Ejercicio:
Continúa el relato sobre la relación con Alicia a partir de su última oración.

Y como en las grandes producciones, cambiaremos los nombres de nuestros protagonistas para proteger sus identidades: a ella la llamaremos el amor de mi vida y a mí, un gran idiota.
Mi relación con Alicia se desarrolló muy rápido, más de lo que me gustaría aceptar. Yo lo sabía y la verdad no me importaba. No lo sentí forzado, de hecho, todo fue muy natural. Al final de cuentas, si nuestra relación no hubiera terminado, tendríamos una gran historia para contar a los amigos en una noche de copas y, por qué no en un futuro, a los nietos consentidos.
Hablábamos hace ya unos meses vía internet, nada constante, nada fuera de lo común, todo muy somero. He de confesarlo, ella era demasiado cortante… no sé en qué momento las cosas cambiaron: los mensajes se volvieron la constante y cada vez más cariñosos. Sin embargo, llegó el COVID-19 y con él la preocupación por su profesión de enfermera.
Mis posibilidades de tener algo más se desvanecían con cada alargamiento de la cuarentena, parecíamos condenados a la virtualidad, pero una noche, en contra de mi familia, salí en su búsqueda. Iba nervioso. No me arreglé mucho para parecer despreocupado y no tenía nada planeado. La transportaría del trabajo a su casa y con algo suerte me abrazaría en el trayecto por miedo a mi moto... pero no.
Alicia, como una mujer del siglo XXI, no era sumisa, ella tenía sus propios planes y no esperaba a que las cosas pasaran, las fabricaba. Después de ese día, todo cambió: los mensajes se hicieron más cariñosos y sin miedo alguno yo salía a verla en cada oportunidad. Desafiaba al COVID-19, la policía y a mi familia. Sentía un llamado a sus brazos que me hacía irracional.
Con tan solo dos semanas me propuso vivir juntos, pensé más en cómo empacar que en darle el sí. Días después, le pedí ser mi novia. Más tarde emanó de ella un "te amo", que yo con gusto correspondí. Creía que construíamos un hogar y por eso no me importaban los comentarios de terceros que creían que nos apresurábamos.

Extractos de datos:
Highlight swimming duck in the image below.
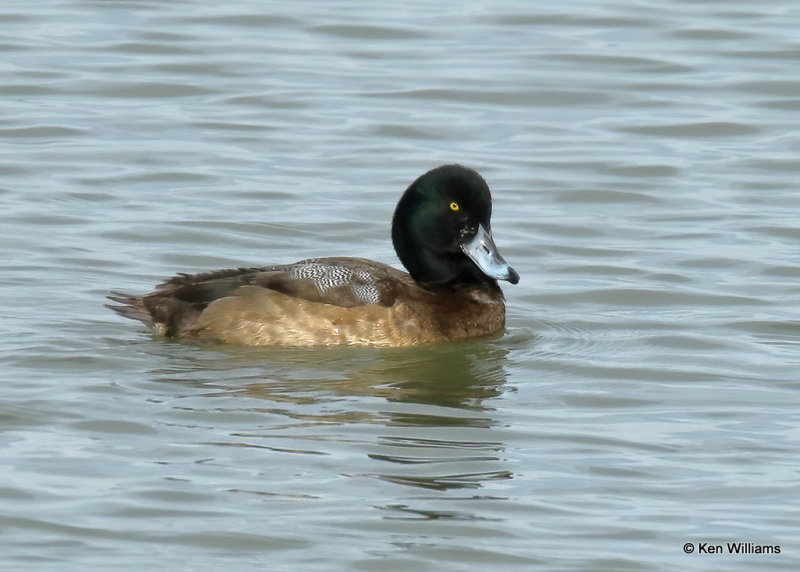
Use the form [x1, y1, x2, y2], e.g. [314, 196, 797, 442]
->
[109, 165, 519, 347]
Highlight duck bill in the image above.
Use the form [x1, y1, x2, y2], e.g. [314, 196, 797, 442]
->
[461, 225, 519, 284]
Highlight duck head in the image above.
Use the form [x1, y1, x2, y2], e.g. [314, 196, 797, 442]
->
[392, 165, 519, 284]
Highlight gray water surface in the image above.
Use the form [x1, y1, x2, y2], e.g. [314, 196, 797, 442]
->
[0, 0, 800, 572]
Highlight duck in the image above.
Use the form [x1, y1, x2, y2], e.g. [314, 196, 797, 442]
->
[108, 164, 519, 347]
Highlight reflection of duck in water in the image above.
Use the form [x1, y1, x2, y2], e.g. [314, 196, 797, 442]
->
[241, 342, 508, 414]
[110, 165, 519, 346]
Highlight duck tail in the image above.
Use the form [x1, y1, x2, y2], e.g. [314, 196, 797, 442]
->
[105, 292, 153, 327]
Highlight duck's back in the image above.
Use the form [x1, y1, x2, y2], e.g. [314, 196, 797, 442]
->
[112, 258, 505, 346]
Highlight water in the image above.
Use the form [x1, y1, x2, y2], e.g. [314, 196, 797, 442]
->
[0, 0, 800, 572]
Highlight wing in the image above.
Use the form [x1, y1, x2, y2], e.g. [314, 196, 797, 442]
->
[111, 258, 412, 337]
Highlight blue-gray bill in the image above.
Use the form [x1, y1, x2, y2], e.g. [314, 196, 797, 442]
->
[461, 225, 519, 284]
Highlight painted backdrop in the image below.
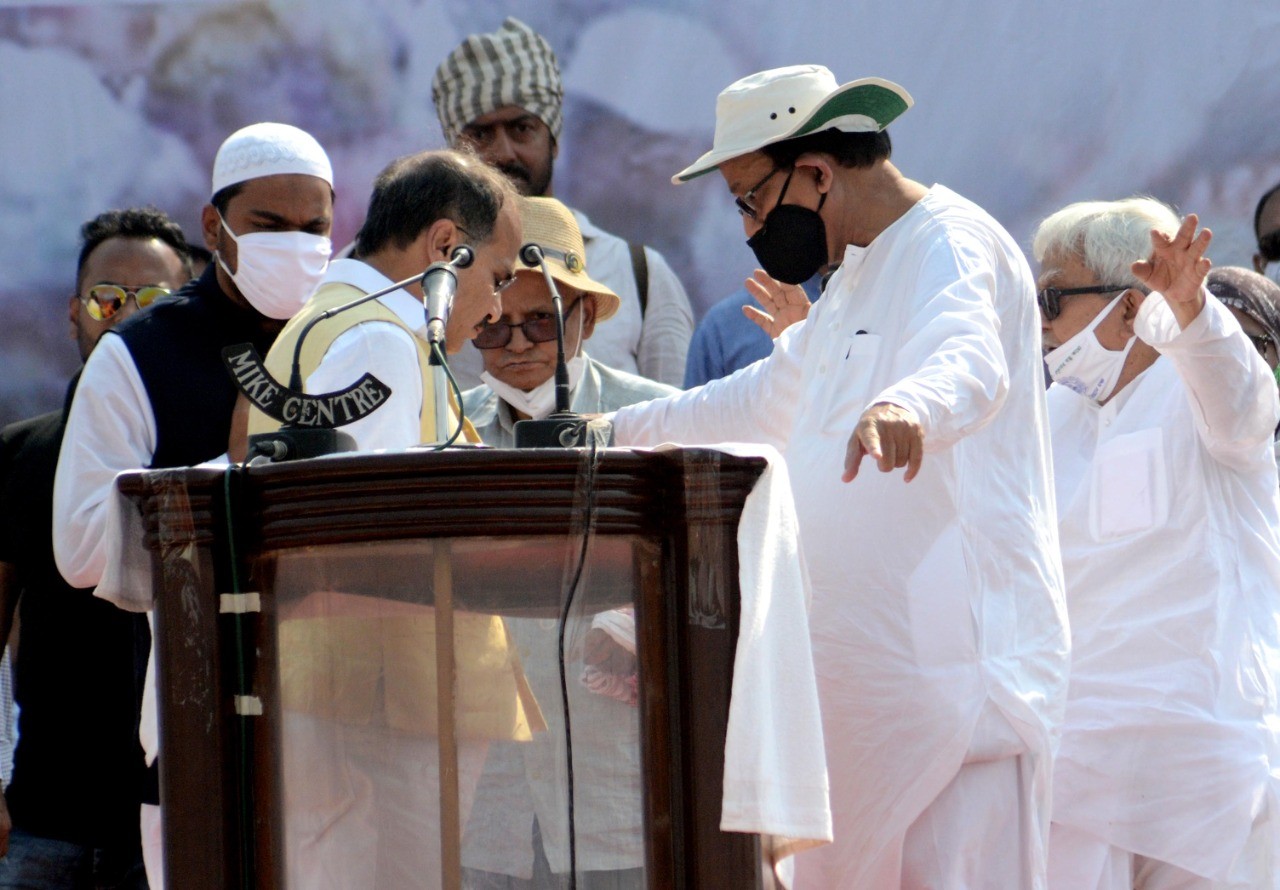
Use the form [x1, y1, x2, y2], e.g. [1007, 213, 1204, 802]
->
[0, 0, 1280, 423]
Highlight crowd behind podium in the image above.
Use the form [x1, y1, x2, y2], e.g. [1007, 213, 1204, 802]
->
[0, 13, 1280, 890]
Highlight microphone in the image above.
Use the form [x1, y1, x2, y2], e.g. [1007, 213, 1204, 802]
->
[223, 245, 475, 460]
[422, 245, 475, 364]
[516, 242, 586, 448]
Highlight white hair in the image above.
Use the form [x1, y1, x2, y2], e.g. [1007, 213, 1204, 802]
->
[1032, 196, 1181, 287]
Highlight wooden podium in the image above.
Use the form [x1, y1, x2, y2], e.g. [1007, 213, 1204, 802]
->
[119, 448, 773, 890]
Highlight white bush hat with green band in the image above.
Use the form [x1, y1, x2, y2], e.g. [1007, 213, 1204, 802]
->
[671, 65, 913, 186]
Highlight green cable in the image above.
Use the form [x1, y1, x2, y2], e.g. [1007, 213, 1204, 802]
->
[223, 464, 253, 887]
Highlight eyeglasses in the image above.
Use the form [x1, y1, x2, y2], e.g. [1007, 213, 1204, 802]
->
[81, 284, 169, 321]
[1258, 229, 1280, 263]
[733, 166, 782, 219]
[472, 298, 582, 350]
[1036, 284, 1132, 321]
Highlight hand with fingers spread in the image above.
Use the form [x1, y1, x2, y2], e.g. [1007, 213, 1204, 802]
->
[841, 402, 924, 481]
[742, 269, 809, 339]
[1132, 214, 1213, 328]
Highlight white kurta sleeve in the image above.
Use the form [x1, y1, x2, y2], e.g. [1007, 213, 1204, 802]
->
[636, 247, 694, 387]
[306, 321, 422, 451]
[54, 333, 156, 588]
[613, 313, 809, 452]
[1134, 293, 1280, 467]
[872, 247, 1008, 452]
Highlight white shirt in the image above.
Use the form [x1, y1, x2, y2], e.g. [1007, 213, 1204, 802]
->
[54, 332, 156, 594]
[449, 210, 694, 389]
[614, 186, 1068, 887]
[303, 260, 444, 451]
[1048, 295, 1280, 881]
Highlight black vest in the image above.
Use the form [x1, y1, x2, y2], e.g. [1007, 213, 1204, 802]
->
[106, 264, 275, 803]
[109, 264, 275, 469]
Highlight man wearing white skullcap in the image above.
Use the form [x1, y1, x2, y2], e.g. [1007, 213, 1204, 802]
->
[431, 18, 694, 387]
[614, 65, 1068, 890]
[54, 123, 333, 889]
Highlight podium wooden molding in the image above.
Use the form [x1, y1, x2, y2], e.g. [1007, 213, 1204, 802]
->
[119, 448, 773, 890]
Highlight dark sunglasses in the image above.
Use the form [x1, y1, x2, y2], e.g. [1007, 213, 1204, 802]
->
[472, 298, 582, 350]
[1245, 334, 1276, 359]
[733, 166, 782, 219]
[1258, 229, 1280, 263]
[81, 284, 169, 321]
[1036, 284, 1132, 321]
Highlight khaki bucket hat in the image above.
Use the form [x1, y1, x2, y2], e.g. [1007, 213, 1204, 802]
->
[520, 197, 622, 321]
[671, 65, 913, 186]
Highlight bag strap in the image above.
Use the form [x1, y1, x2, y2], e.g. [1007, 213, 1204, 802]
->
[627, 241, 649, 320]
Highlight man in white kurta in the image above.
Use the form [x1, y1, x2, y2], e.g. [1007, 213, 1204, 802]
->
[1036, 198, 1280, 890]
[614, 65, 1068, 889]
[248, 151, 536, 890]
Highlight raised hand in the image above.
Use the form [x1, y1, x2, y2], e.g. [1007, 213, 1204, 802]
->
[1132, 214, 1213, 318]
[742, 269, 809, 339]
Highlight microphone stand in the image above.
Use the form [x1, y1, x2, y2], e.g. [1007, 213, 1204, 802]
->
[516, 243, 586, 448]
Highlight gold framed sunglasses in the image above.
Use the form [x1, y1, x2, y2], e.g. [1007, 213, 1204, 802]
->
[81, 284, 169, 321]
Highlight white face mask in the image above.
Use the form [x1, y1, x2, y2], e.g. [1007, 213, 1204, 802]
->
[216, 215, 333, 321]
[480, 356, 586, 420]
[1044, 293, 1138, 402]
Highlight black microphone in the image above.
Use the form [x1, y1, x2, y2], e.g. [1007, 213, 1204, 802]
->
[516, 242, 586, 448]
[422, 245, 475, 352]
[223, 245, 475, 460]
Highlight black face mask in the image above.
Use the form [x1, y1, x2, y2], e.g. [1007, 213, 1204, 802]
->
[746, 170, 828, 284]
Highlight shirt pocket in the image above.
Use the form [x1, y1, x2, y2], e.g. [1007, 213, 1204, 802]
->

Respuesta:
Durante tres semanas todo fue un idilio. La convivencia no pudo ser más perfecta. Aunque ambos venimos de hogares no precisamente modelos (a los cuales, a pesar de eso, queremos mucho), estos fueron la referencia que usamos para saber qué no hacer.
Vivíamos en un apartaestudio modesto, pero que para ambos era nuestro hogar. Llegó a llamarme su esposo y a preguntarme en cuántos años tendríamos un hijo. Entre chistes discutimos por el nombre, no nos pusimos de acuerdo, aunque sé que llegado el día yo habría cedido.
Un día, por desventura, mala suerte e impulso, cometí un error que ella consideró imperdonable y del que desde ese mismo instante me arrepiento. Con la velocidad de un rayo todo terminó y volví a casa de mis padres. Los amigos preguntan por ella y por nuestra vida de arrejuntados (como dirían las abuelas)... pero ya solo sé de ella por sus estados. Aunque me muera por hablarle, sé por la firmeza de sus palabras, sustentada en sus ojos, que las cosas nunca más volverán.
Somos una generación que, aunque tiene todo en un dispositivo del tamaño de la palma de la mano y las respuestas a un clic de distancia, vive en un mundo heredado que ya tiene una cuenta regresiva. Posiblemente, esta cuenta es la que nos haga vivir tan apresuradamente, tomar decisiones a la ligera o hasta no dar segundas oportunidades por miedo a perder el tiempo y creyendo que algo mejor se encuentra a continuación.